### Exercise prompt
Copy exactly, and only, the lines from the line containing "Indicate every instance of the shadow" through the last line of the records below, both included.
+===+
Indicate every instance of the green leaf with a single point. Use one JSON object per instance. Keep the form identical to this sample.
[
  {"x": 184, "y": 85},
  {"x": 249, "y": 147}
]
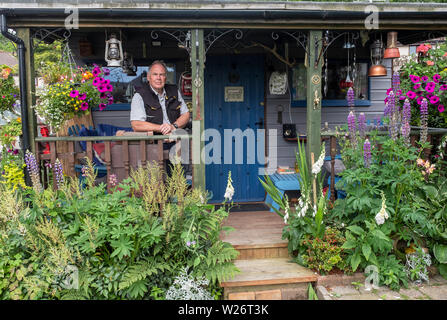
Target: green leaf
[
  {"x": 440, "y": 252},
  {"x": 349, "y": 244},
  {"x": 366, "y": 249},
  {"x": 443, "y": 270},
  {"x": 355, "y": 261},
  {"x": 357, "y": 230}
]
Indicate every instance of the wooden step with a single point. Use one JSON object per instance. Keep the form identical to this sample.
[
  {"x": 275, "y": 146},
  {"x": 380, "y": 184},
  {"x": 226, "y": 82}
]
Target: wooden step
[
  {"x": 256, "y": 235},
  {"x": 268, "y": 279}
]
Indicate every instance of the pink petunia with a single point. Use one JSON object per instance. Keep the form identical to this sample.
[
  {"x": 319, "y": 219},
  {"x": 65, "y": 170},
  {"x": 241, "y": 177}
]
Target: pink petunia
[
  {"x": 84, "y": 106},
  {"x": 411, "y": 94},
  {"x": 419, "y": 100},
  {"x": 434, "y": 99},
  {"x": 96, "y": 71},
  {"x": 415, "y": 79},
  {"x": 74, "y": 93},
  {"x": 96, "y": 82}
]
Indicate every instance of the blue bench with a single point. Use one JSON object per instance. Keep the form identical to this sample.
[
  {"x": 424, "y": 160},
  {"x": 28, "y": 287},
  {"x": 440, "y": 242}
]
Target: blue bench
[
  {"x": 283, "y": 182},
  {"x": 289, "y": 182}
]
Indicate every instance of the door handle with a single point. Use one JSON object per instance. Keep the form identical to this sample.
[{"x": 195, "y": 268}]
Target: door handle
[{"x": 260, "y": 123}]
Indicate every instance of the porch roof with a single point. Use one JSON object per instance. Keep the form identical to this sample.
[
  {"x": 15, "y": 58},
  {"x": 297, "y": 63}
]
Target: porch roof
[{"x": 226, "y": 14}]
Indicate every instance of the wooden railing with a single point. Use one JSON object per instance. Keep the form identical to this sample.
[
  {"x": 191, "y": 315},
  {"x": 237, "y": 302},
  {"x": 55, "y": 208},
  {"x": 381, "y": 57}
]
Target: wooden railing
[{"x": 121, "y": 153}]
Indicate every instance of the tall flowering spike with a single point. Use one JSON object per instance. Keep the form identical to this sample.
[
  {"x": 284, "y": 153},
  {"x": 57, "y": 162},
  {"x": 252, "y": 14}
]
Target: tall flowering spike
[
  {"x": 362, "y": 124},
  {"x": 367, "y": 153},
  {"x": 58, "y": 172},
  {"x": 350, "y": 96},
  {"x": 352, "y": 126},
  {"x": 396, "y": 82},
  {"x": 33, "y": 170},
  {"x": 424, "y": 120},
  {"x": 406, "y": 118},
  {"x": 229, "y": 192},
  {"x": 382, "y": 215}
]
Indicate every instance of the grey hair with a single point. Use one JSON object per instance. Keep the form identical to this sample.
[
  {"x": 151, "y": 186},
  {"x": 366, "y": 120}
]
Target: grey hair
[{"x": 159, "y": 62}]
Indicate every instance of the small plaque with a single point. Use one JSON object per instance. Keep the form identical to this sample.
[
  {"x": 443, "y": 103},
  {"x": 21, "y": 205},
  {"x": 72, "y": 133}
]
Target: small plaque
[{"x": 234, "y": 94}]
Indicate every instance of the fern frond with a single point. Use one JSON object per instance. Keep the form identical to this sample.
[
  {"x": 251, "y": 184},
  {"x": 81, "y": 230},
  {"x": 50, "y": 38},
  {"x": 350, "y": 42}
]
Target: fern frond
[{"x": 141, "y": 270}]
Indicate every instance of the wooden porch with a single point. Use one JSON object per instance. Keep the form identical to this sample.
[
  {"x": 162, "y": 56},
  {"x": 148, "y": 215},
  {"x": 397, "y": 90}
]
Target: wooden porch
[{"x": 267, "y": 271}]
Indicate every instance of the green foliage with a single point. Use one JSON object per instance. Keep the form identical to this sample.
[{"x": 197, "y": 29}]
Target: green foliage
[
  {"x": 120, "y": 250},
  {"x": 305, "y": 220},
  {"x": 324, "y": 254},
  {"x": 426, "y": 64},
  {"x": 9, "y": 91}
]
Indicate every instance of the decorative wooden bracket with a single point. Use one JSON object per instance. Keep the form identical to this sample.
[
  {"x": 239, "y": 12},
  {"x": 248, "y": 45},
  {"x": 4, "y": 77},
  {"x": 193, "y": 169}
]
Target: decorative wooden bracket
[{"x": 274, "y": 52}]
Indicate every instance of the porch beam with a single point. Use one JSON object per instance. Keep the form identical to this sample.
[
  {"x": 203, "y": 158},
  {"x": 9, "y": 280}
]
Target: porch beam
[
  {"x": 313, "y": 116},
  {"x": 198, "y": 111},
  {"x": 25, "y": 35}
]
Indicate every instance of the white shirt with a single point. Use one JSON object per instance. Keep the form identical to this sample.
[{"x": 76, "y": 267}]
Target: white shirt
[{"x": 138, "y": 112}]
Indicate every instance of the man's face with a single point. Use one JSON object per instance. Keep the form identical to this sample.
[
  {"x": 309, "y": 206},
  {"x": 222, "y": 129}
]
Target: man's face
[{"x": 157, "y": 77}]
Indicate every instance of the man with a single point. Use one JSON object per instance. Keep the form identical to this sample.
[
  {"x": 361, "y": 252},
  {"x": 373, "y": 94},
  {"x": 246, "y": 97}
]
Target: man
[{"x": 157, "y": 106}]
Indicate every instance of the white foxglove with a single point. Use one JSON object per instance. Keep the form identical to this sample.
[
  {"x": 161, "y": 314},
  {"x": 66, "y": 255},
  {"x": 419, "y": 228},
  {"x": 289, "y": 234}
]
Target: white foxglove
[
  {"x": 382, "y": 215},
  {"x": 229, "y": 192},
  {"x": 316, "y": 168}
]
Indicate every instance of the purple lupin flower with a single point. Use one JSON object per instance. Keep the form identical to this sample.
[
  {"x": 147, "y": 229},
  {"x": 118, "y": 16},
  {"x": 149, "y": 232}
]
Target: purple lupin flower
[
  {"x": 396, "y": 82},
  {"x": 367, "y": 153},
  {"x": 352, "y": 126},
  {"x": 350, "y": 96},
  {"x": 33, "y": 170},
  {"x": 424, "y": 120},
  {"x": 362, "y": 124},
  {"x": 58, "y": 172}
]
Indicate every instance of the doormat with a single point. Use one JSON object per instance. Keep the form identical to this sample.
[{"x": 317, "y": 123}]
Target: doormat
[{"x": 245, "y": 207}]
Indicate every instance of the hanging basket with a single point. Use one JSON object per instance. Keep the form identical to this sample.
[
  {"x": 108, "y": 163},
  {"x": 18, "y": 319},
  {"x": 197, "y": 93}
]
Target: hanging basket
[{"x": 62, "y": 146}]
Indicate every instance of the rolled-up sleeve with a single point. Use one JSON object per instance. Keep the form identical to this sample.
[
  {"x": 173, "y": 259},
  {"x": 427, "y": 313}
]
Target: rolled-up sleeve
[{"x": 137, "y": 111}]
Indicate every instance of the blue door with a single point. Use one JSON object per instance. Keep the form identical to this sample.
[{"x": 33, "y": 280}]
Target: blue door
[{"x": 234, "y": 110}]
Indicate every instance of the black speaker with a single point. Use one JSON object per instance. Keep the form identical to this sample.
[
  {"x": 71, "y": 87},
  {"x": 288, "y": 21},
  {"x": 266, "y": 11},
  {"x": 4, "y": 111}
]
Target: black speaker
[{"x": 289, "y": 130}]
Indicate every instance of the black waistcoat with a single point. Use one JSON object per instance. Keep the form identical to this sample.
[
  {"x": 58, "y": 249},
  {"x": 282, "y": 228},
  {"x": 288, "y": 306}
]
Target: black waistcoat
[{"x": 154, "y": 113}]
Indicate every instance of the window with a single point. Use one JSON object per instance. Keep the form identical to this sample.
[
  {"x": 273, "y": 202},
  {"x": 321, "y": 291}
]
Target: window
[{"x": 337, "y": 86}]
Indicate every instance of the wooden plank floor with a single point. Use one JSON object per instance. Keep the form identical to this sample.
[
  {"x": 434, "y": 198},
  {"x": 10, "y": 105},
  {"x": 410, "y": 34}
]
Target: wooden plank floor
[
  {"x": 275, "y": 271},
  {"x": 254, "y": 229}
]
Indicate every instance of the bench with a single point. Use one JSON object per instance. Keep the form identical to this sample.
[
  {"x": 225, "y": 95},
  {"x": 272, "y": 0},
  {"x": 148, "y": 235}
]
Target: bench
[{"x": 289, "y": 182}]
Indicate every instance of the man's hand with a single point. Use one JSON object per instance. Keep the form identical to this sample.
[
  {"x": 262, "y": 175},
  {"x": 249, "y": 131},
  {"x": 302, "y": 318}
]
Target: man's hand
[{"x": 166, "y": 128}]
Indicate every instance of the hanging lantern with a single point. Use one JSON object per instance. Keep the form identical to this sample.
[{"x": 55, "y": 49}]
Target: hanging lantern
[
  {"x": 392, "y": 51},
  {"x": 128, "y": 67},
  {"x": 377, "y": 69},
  {"x": 114, "y": 52}
]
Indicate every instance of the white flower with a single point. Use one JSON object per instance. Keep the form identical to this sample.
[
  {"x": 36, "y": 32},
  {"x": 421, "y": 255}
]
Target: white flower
[
  {"x": 316, "y": 168},
  {"x": 382, "y": 215},
  {"x": 229, "y": 192}
]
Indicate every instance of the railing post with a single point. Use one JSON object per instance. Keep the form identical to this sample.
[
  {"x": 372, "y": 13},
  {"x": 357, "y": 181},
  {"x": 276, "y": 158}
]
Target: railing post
[{"x": 333, "y": 153}]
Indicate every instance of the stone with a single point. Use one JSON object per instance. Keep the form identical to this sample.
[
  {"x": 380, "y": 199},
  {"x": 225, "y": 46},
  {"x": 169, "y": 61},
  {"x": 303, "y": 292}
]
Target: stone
[
  {"x": 343, "y": 290},
  {"x": 435, "y": 292},
  {"x": 268, "y": 295},
  {"x": 241, "y": 296},
  {"x": 298, "y": 293},
  {"x": 412, "y": 294},
  {"x": 368, "y": 296}
]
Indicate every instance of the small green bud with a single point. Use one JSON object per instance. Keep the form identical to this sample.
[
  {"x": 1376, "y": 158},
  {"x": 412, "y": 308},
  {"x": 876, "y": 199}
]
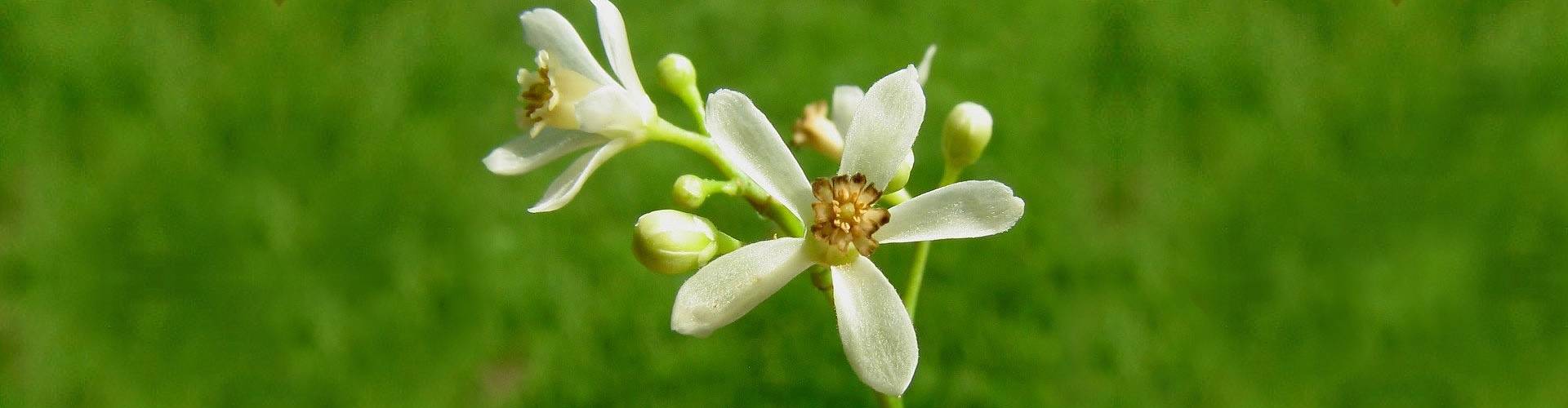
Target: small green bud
[
  {"x": 678, "y": 74},
  {"x": 676, "y": 242},
  {"x": 964, "y": 135},
  {"x": 899, "y": 180},
  {"x": 690, "y": 192}
]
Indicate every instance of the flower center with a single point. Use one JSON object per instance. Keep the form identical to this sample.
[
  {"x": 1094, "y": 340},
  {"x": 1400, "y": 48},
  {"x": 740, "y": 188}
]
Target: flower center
[
  {"x": 845, "y": 217},
  {"x": 538, "y": 91}
]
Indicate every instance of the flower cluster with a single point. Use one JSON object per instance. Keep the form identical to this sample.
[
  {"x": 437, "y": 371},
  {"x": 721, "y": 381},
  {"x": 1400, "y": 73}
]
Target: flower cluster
[{"x": 830, "y": 224}]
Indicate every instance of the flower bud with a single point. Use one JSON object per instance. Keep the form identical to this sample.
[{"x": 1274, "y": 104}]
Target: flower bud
[
  {"x": 964, "y": 135},
  {"x": 899, "y": 180},
  {"x": 676, "y": 242},
  {"x": 690, "y": 192},
  {"x": 678, "y": 74},
  {"x": 817, "y": 132}
]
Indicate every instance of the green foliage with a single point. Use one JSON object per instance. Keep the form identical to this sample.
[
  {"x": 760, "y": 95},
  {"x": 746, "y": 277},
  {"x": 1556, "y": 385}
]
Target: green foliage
[{"x": 1250, "y": 204}]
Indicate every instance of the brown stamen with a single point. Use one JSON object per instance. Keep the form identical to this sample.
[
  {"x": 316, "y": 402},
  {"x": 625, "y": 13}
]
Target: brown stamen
[{"x": 845, "y": 212}]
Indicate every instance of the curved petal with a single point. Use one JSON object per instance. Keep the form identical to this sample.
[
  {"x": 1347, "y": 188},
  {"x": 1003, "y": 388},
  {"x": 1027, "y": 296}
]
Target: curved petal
[
  {"x": 546, "y": 30},
  {"x": 612, "y": 29},
  {"x": 845, "y": 100},
  {"x": 734, "y": 283},
  {"x": 959, "y": 211},
  {"x": 744, "y": 135},
  {"x": 877, "y": 333},
  {"x": 884, "y": 126},
  {"x": 526, "y": 153},
  {"x": 612, "y": 112},
  {"x": 565, "y": 187},
  {"x": 925, "y": 63}
]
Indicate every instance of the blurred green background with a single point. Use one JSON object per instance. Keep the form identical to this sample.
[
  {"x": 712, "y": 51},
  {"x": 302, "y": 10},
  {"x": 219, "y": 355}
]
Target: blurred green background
[{"x": 1230, "y": 204}]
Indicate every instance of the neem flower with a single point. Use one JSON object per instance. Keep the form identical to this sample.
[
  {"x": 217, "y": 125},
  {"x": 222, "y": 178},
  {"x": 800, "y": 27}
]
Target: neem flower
[
  {"x": 823, "y": 129},
  {"x": 571, "y": 102},
  {"x": 845, "y": 226}
]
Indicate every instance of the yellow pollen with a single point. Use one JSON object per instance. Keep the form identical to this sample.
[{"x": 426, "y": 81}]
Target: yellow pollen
[{"x": 845, "y": 214}]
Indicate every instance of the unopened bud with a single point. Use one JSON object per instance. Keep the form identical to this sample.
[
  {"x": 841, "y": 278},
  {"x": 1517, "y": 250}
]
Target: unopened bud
[
  {"x": 678, "y": 74},
  {"x": 676, "y": 242},
  {"x": 690, "y": 192},
  {"x": 817, "y": 132},
  {"x": 964, "y": 135}
]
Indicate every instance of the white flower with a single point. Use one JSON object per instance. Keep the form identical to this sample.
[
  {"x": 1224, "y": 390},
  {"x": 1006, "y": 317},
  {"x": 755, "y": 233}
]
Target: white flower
[
  {"x": 571, "y": 102},
  {"x": 877, "y": 333},
  {"x": 822, "y": 126}
]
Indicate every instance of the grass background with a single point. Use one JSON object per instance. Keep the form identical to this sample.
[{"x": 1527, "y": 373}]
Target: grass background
[{"x": 1230, "y": 204}]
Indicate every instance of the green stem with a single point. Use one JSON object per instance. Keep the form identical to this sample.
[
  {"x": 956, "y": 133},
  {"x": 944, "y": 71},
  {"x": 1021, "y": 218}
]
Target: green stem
[
  {"x": 775, "y": 211},
  {"x": 889, "y": 401},
  {"x": 922, "y": 251}
]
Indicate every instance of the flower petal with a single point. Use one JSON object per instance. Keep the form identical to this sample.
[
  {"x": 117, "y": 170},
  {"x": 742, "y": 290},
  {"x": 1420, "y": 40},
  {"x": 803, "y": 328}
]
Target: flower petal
[
  {"x": 877, "y": 333},
  {"x": 734, "y": 283},
  {"x": 845, "y": 100},
  {"x": 565, "y": 187},
  {"x": 884, "y": 126},
  {"x": 745, "y": 137},
  {"x": 546, "y": 30},
  {"x": 612, "y": 29},
  {"x": 526, "y": 153},
  {"x": 925, "y": 63},
  {"x": 610, "y": 112},
  {"x": 959, "y": 211}
]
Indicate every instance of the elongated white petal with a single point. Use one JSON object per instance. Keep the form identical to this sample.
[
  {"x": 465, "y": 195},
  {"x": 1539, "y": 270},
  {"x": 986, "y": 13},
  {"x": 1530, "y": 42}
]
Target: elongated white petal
[
  {"x": 959, "y": 211},
  {"x": 526, "y": 153},
  {"x": 745, "y": 137},
  {"x": 734, "y": 283},
  {"x": 845, "y": 100},
  {"x": 884, "y": 126},
  {"x": 610, "y": 112},
  {"x": 617, "y": 47},
  {"x": 925, "y": 63},
  {"x": 877, "y": 333},
  {"x": 567, "y": 185},
  {"x": 546, "y": 30}
]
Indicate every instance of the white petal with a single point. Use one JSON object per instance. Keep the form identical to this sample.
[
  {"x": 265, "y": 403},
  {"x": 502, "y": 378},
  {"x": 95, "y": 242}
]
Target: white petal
[
  {"x": 959, "y": 211},
  {"x": 565, "y": 187},
  {"x": 546, "y": 30},
  {"x": 845, "y": 98},
  {"x": 884, "y": 126},
  {"x": 610, "y": 112},
  {"x": 526, "y": 153},
  {"x": 734, "y": 283},
  {"x": 745, "y": 137},
  {"x": 877, "y": 333},
  {"x": 925, "y": 63},
  {"x": 612, "y": 29}
]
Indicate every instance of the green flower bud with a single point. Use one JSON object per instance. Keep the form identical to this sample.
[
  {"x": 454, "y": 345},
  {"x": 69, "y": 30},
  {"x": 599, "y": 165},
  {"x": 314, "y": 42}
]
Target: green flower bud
[
  {"x": 678, "y": 74},
  {"x": 676, "y": 242},
  {"x": 964, "y": 135},
  {"x": 899, "y": 180},
  {"x": 690, "y": 192}
]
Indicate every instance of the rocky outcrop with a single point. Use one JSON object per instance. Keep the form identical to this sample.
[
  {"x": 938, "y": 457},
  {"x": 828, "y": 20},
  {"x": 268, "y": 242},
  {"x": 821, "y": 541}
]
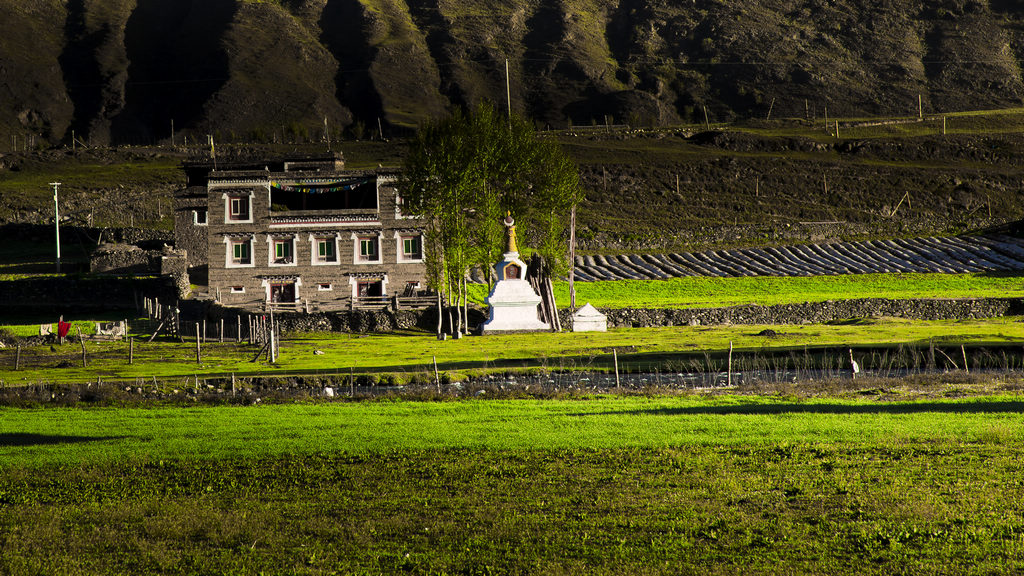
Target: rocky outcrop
[{"x": 125, "y": 70}]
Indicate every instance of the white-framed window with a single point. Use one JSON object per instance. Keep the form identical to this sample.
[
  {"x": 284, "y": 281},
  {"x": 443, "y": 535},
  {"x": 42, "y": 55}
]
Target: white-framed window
[
  {"x": 239, "y": 209},
  {"x": 239, "y": 252},
  {"x": 410, "y": 247},
  {"x": 368, "y": 249},
  {"x": 282, "y": 251},
  {"x": 325, "y": 249}
]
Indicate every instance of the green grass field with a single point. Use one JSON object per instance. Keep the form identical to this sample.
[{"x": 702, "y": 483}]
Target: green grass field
[
  {"x": 599, "y": 486},
  {"x": 712, "y": 292},
  {"x": 406, "y": 355}
]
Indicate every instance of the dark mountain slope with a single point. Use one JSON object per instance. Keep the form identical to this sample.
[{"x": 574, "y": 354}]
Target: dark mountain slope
[{"x": 121, "y": 70}]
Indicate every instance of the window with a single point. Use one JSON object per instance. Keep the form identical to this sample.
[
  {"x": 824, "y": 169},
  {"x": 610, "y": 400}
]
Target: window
[
  {"x": 369, "y": 251},
  {"x": 241, "y": 252},
  {"x": 412, "y": 248},
  {"x": 283, "y": 251},
  {"x": 325, "y": 250},
  {"x": 370, "y": 289},
  {"x": 239, "y": 209}
]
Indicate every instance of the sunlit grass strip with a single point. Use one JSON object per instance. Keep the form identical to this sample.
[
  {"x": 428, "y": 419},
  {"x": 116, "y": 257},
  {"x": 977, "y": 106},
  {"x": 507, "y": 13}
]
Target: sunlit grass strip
[
  {"x": 766, "y": 290},
  {"x": 415, "y": 352},
  {"x": 614, "y": 422}
]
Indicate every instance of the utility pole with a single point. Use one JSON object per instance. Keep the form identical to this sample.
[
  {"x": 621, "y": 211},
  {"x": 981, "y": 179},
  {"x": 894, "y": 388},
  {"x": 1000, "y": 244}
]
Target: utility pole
[
  {"x": 572, "y": 258},
  {"x": 56, "y": 220}
]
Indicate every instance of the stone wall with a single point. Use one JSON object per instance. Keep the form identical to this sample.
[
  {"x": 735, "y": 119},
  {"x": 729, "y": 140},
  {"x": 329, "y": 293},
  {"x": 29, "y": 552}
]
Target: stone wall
[{"x": 813, "y": 313}]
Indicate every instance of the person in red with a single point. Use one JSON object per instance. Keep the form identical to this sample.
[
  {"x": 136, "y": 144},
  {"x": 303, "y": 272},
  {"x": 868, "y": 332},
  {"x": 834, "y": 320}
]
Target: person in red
[{"x": 62, "y": 329}]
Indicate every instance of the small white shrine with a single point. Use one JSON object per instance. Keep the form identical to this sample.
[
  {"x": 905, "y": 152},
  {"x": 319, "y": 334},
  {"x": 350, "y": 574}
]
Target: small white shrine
[
  {"x": 589, "y": 319},
  {"x": 513, "y": 301}
]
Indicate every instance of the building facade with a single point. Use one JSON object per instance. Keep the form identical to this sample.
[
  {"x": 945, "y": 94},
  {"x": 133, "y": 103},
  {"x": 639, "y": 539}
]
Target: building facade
[{"x": 304, "y": 234}]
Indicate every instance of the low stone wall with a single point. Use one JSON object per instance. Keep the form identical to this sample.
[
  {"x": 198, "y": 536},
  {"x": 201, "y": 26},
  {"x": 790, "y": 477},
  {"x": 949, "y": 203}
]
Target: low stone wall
[
  {"x": 813, "y": 313},
  {"x": 353, "y": 321},
  {"x": 807, "y": 313},
  {"x": 70, "y": 293}
]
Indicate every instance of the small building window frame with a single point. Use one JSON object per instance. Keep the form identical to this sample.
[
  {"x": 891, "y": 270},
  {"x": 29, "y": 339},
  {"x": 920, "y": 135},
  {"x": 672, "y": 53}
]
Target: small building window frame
[
  {"x": 367, "y": 248},
  {"x": 238, "y": 207},
  {"x": 239, "y": 252},
  {"x": 409, "y": 246},
  {"x": 324, "y": 249},
  {"x": 281, "y": 251}
]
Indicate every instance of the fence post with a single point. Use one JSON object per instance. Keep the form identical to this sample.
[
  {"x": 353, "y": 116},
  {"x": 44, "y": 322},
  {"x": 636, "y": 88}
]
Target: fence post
[
  {"x": 614, "y": 357},
  {"x": 82, "y": 341}
]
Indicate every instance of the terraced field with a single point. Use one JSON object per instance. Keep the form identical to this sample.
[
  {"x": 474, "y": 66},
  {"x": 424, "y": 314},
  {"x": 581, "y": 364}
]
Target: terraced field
[{"x": 945, "y": 255}]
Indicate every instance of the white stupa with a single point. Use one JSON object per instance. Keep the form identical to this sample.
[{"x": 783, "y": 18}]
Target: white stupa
[{"x": 513, "y": 301}]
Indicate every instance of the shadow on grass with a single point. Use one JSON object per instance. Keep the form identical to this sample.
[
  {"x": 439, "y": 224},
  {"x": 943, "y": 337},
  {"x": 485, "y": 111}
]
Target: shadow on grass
[
  {"x": 1013, "y": 407},
  {"x": 26, "y": 440}
]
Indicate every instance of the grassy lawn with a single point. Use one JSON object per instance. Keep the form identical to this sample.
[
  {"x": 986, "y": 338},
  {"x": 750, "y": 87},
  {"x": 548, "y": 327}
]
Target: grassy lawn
[
  {"x": 606, "y": 485},
  {"x": 711, "y": 292},
  {"x": 412, "y": 353}
]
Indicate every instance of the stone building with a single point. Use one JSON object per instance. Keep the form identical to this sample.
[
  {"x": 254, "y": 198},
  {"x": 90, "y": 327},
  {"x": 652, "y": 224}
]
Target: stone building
[{"x": 299, "y": 233}]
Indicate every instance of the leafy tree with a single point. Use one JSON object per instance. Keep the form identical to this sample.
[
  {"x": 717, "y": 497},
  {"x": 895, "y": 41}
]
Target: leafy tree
[{"x": 465, "y": 171}]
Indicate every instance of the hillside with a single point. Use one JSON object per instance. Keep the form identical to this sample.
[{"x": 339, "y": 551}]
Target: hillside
[{"x": 123, "y": 71}]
+===+
### Answer for the task
Indicate every instance of the shadow on grass with a single point. Use one JSON object per instance. Keep the form identical to this sample.
[
  {"x": 439, "y": 224},
  {"x": 943, "y": 337},
  {"x": 485, "y": 111}
]
Target: shadow on grass
[
  {"x": 1013, "y": 407},
  {"x": 26, "y": 440}
]
Indicate every instance of the grassy lawn with a single point. Use one JSON object per instance. Keep the form identical to this sample.
[
  {"x": 986, "y": 338},
  {"x": 750, "y": 87},
  {"x": 548, "y": 327}
]
Target: grassy lawn
[
  {"x": 606, "y": 485},
  {"x": 711, "y": 292},
  {"x": 412, "y": 353}
]
Indicate every instance of the stone building with a single point. Use one JSON object per instance. Keep the form identical to this sample.
[
  {"x": 254, "y": 198},
  {"x": 90, "y": 327},
  {"x": 652, "y": 224}
]
Target: stone building
[{"x": 299, "y": 233}]
Indicate every instance of the leafy tree with a single point. Use one JSON object per instance. Keep the form identical to this sample.
[
  {"x": 717, "y": 497},
  {"x": 895, "y": 41}
]
Target: leafy tree
[{"x": 465, "y": 171}]
Indicate every instance of the hillside with a single point. Use one JSON object per instance. Keep the form identical to this sample.
[{"x": 339, "y": 551}]
Target: hillside
[{"x": 123, "y": 71}]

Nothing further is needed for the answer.